_GIVEN REQUEST_.
Format the entries below as a two-column CSV with the header columns "prompt" and "points", one row per entry. Put each entry's text and its answer in a single quoted field apiece, replacing any line breaks with spaces.

## start SUPPLIED MATERIAL

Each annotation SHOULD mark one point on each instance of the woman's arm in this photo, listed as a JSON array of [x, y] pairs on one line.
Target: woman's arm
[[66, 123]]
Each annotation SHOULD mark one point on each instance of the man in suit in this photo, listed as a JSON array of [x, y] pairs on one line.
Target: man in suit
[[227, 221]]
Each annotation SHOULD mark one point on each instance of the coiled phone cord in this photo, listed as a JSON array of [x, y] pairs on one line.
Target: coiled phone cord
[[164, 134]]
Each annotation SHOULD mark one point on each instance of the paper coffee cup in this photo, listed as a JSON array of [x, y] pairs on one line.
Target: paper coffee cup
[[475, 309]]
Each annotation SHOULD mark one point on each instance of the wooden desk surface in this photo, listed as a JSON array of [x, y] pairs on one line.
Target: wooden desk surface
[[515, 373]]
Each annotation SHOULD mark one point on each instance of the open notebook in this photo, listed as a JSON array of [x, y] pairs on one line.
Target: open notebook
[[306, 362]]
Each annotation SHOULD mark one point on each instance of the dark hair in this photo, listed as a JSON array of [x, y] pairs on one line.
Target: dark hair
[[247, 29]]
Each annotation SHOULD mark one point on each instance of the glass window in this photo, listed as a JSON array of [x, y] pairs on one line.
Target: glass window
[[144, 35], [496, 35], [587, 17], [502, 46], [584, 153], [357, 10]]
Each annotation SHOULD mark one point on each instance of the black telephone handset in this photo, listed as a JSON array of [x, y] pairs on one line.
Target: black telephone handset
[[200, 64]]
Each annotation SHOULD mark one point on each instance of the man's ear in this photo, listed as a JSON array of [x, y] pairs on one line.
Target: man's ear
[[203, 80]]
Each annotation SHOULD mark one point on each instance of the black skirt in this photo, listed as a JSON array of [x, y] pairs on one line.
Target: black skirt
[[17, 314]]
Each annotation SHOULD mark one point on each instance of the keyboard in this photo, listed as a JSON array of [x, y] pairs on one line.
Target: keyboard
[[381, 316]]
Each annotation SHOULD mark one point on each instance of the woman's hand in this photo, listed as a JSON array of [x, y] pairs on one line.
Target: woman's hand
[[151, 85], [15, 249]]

## end SUPPLIED MATERIAL

_ANSWER IN FULL_.
prompt,points
"Each annotation SHOULD mark one point on each instance of the woman's arm in this photo, listed as a JSON array of [x, y] pairs on one line. Target: woman's arm","[[66, 123]]"
"Each annotation SHOULD mark one point on each instance of the man in suit in this photo, listed as a JSON array of [x, y] pairs on one line. Target: man in suit","[[227, 221]]"
"Each annotation SHOULD mark one point on each instance of the coiled phone cord in this photo, listed as a JSON array of [x, y] pairs on one line. Target: coiled phone cord","[[164, 134]]"
"Each annotation SHOULD mark one point on each instance of the paper coffee cup in this photo, listed as a JSON array of [x, y] pairs on one line. Target: paper coffee cup","[[475, 309]]"
"Each annotation SHOULD mark one point on each instance of the wooden desk surface in this photo, listed as a JSON array of [x, y] pairs on one line. Target: wooden desk surface","[[515, 373]]"
"Each annotation SHOULD mark one point on each instance of the open notebook in this photo, listed as a JSON array of [x, y] pairs on one line. Target: open notebook","[[306, 362]]"
"Each annotation SHOULD mark one point on each instance of the dark hair in this photo, listed as a JSON array of [x, y] pairs on one line. Target: dark hair","[[247, 29]]"
"Each annotation SHOULD mark one point on each instance of the glass window in this photo, listed as a JSON array of [x, y] pairs on one line. Target: glass window","[[144, 35], [496, 35], [587, 17], [502, 46], [584, 153], [357, 10]]"
"Each annotation SHOULD mark one point on each instance of the black telephone handset in this photo, listed as a JSON array of [x, y] pairs on one line. Target: black telephone handset","[[200, 64]]"
"Each annotation SHOULD mark one point on each instance of the man's ear in this photo, listed as a JSON array of [x, y] pairs on one line. Target: man's ear","[[203, 80]]"
"Each annotation SHOULD mark one point on each instance of the black skirt in this photo, listed as a JSON array of [x, y] pairs on one line. Target: black skirt","[[17, 314]]"
"Each annotation SHOULD mark one point on each instance of the keyboard in this photo, listed as a JSON array of [x, y] pairs on one line. Target: keyboard","[[381, 316]]"
"Each annotation SHOULD mark one point on each instance of the woman's hand in this photo, listed as a JSON array of [x, y] pairs on one line. Target: woman's hand","[[151, 85], [15, 249]]"